**The request**
Arrange everything from the line containing "Please trace the outline of every instance of the blue tarp." down to the line containing "44 87 L 70 71" as a numbered list, leaving out blank lines.

**Data for this exercise**
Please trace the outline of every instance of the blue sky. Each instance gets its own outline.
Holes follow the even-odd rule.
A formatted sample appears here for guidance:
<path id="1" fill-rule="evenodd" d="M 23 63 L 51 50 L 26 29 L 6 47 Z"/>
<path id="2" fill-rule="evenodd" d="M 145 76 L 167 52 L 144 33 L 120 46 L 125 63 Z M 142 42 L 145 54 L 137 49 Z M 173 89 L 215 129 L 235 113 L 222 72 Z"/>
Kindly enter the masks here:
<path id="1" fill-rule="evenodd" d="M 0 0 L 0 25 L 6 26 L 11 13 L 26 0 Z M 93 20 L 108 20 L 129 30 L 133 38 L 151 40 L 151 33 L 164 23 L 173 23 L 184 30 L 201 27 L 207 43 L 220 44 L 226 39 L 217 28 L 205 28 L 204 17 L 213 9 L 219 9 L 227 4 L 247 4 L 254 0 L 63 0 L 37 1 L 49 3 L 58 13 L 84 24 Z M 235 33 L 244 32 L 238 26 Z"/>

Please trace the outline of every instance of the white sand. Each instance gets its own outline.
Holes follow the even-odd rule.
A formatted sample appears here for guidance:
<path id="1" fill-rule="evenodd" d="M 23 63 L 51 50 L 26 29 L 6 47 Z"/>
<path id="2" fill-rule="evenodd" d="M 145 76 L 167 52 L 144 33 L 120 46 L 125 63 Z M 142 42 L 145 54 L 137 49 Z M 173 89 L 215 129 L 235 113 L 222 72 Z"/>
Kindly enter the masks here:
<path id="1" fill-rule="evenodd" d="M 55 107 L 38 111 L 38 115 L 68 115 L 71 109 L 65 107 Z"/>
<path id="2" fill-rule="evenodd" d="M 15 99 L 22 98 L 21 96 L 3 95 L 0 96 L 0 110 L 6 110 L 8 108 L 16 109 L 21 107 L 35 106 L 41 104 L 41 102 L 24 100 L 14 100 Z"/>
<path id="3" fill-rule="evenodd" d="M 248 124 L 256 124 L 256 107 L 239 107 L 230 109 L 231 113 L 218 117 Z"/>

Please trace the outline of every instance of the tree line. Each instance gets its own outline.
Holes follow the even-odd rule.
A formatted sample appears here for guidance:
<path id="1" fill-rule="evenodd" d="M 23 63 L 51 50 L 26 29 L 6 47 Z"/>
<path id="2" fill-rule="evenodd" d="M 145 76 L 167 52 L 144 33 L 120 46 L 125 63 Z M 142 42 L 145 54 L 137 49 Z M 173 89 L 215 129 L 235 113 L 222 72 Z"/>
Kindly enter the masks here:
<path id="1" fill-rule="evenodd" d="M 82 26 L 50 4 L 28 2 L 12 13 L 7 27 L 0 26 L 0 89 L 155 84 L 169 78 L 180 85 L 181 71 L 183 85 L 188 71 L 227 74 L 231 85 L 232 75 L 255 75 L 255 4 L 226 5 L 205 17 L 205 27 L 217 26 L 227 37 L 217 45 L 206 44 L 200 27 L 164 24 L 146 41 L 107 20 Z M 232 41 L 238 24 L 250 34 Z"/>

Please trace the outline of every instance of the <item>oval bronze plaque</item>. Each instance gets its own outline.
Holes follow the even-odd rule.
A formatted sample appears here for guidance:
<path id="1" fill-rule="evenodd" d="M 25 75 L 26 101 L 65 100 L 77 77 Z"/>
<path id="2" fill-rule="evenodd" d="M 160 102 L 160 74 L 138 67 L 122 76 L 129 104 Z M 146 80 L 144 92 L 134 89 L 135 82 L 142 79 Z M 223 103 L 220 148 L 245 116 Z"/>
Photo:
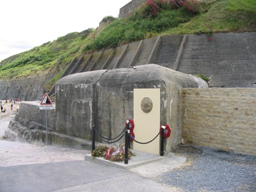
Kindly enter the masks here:
<path id="1" fill-rule="evenodd" d="M 150 112 L 153 108 L 153 102 L 150 98 L 144 97 L 141 100 L 141 107 L 142 111 L 148 113 Z"/>

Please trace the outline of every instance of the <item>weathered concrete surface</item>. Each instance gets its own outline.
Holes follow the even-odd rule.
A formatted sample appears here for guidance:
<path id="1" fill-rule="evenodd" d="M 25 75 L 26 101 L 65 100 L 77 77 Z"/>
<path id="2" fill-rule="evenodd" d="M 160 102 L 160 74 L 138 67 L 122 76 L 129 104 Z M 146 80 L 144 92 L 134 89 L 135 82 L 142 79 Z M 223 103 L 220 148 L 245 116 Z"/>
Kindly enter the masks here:
<path id="1" fill-rule="evenodd" d="M 210 86 L 256 87 L 256 33 L 166 35 L 78 56 L 63 76 L 96 70 L 157 64 L 211 79 Z M 0 81 L 0 99 L 38 100 L 54 74 Z M 54 94 L 53 88 L 51 95 Z"/>
<path id="2" fill-rule="evenodd" d="M 256 155 L 256 89 L 182 90 L 184 142 Z"/>
<path id="3" fill-rule="evenodd" d="M 70 75 L 56 86 L 56 131 L 86 140 L 93 125 L 104 137 L 118 136 L 133 118 L 133 89 L 160 88 L 159 125 L 172 129 L 167 151 L 181 141 L 181 89 L 207 87 L 200 78 L 154 64 Z"/>
<path id="4" fill-rule="evenodd" d="M 204 74 L 212 86 L 256 87 L 256 33 L 188 35 L 177 70 Z"/>

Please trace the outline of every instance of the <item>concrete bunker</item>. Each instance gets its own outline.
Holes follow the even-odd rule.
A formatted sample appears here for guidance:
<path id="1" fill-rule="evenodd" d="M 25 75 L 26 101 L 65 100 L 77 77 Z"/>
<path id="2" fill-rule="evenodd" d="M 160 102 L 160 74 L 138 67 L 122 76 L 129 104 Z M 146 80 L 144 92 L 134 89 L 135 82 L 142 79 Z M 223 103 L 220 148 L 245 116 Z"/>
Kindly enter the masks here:
<path id="1" fill-rule="evenodd" d="M 207 87 L 200 78 L 154 64 L 70 75 L 56 84 L 56 131 L 90 140 L 95 125 L 102 135 L 113 138 L 127 119 L 134 118 L 134 90 L 159 89 L 157 129 L 163 124 L 172 129 L 165 145 L 168 152 L 181 142 L 182 88 Z"/>

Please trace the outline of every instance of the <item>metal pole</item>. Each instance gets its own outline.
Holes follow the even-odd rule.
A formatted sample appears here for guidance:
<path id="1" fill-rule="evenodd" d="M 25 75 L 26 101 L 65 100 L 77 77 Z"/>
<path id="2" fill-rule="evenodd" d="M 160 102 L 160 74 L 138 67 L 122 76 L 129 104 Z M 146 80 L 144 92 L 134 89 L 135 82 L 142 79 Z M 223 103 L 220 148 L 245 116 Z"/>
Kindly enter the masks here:
<path id="1" fill-rule="evenodd" d="M 47 110 L 46 109 L 46 145 L 48 145 Z"/>
<path id="2" fill-rule="evenodd" d="M 92 152 L 95 149 L 95 125 L 92 128 Z"/>
<path id="3" fill-rule="evenodd" d="M 160 148 L 160 156 L 164 156 L 164 129 L 161 129 L 161 148 Z"/>
<path id="4" fill-rule="evenodd" d="M 124 148 L 124 164 L 128 164 L 128 145 L 129 145 L 129 131 L 125 131 L 125 146 Z"/>

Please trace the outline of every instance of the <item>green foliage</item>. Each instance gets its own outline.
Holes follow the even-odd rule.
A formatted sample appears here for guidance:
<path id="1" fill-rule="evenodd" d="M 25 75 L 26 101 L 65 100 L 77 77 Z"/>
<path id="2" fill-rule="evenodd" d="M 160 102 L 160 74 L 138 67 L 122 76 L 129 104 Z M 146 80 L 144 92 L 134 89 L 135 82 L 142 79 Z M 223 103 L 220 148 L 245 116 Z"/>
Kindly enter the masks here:
<path id="1" fill-rule="evenodd" d="M 92 152 L 92 156 L 95 157 L 103 157 L 111 161 L 122 161 L 125 157 L 124 144 L 118 148 L 99 145 L 97 148 Z M 135 156 L 130 150 L 128 150 L 128 158 Z"/>
<path id="2" fill-rule="evenodd" d="M 101 29 L 74 32 L 12 56 L 0 63 L 1 79 L 24 78 L 50 72 L 58 74 L 85 52 L 115 47 L 157 35 L 256 31 L 256 1 L 150 0 L 125 19 L 108 16 Z"/>

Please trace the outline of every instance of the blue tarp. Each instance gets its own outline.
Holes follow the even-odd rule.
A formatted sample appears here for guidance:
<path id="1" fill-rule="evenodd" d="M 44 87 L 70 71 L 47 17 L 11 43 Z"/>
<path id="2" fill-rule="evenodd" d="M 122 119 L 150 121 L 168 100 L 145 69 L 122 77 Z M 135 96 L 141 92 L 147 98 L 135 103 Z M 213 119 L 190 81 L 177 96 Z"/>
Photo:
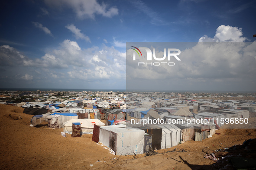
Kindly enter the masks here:
<path id="1" fill-rule="evenodd" d="M 141 113 L 141 117 L 144 117 L 144 116 L 146 115 L 146 114 L 148 113 L 148 112 L 149 112 L 149 111 L 151 110 L 151 109 L 149 109 L 147 110 L 142 111 L 141 112 L 139 112 Z"/>
<path id="2" fill-rule="evenodd" d="M 42 114 L 39 114 L 38 115 L 35 115 L 33 116 L 33 117 L 42 117 Z"/>
<path id="3" fill-rule="evenodd" d="M 51 115 L 54 115 L 55 114 L 59 114 L 60 115 L 62 116 L 77 116 L 76 113 L 54 113 L 51 114 Z"/>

**Result of the task**
1. Please trace the outline of every instance of the blue tarp. Each instance gets its own outline.
2. Holes follow the even-odd rule.
3. A formatted sample appears here for guidance:
4. <path id="1" fill-rule="evenodd" d="M 44 87 L 70 71 L 47 17 L 11 43 Z"/>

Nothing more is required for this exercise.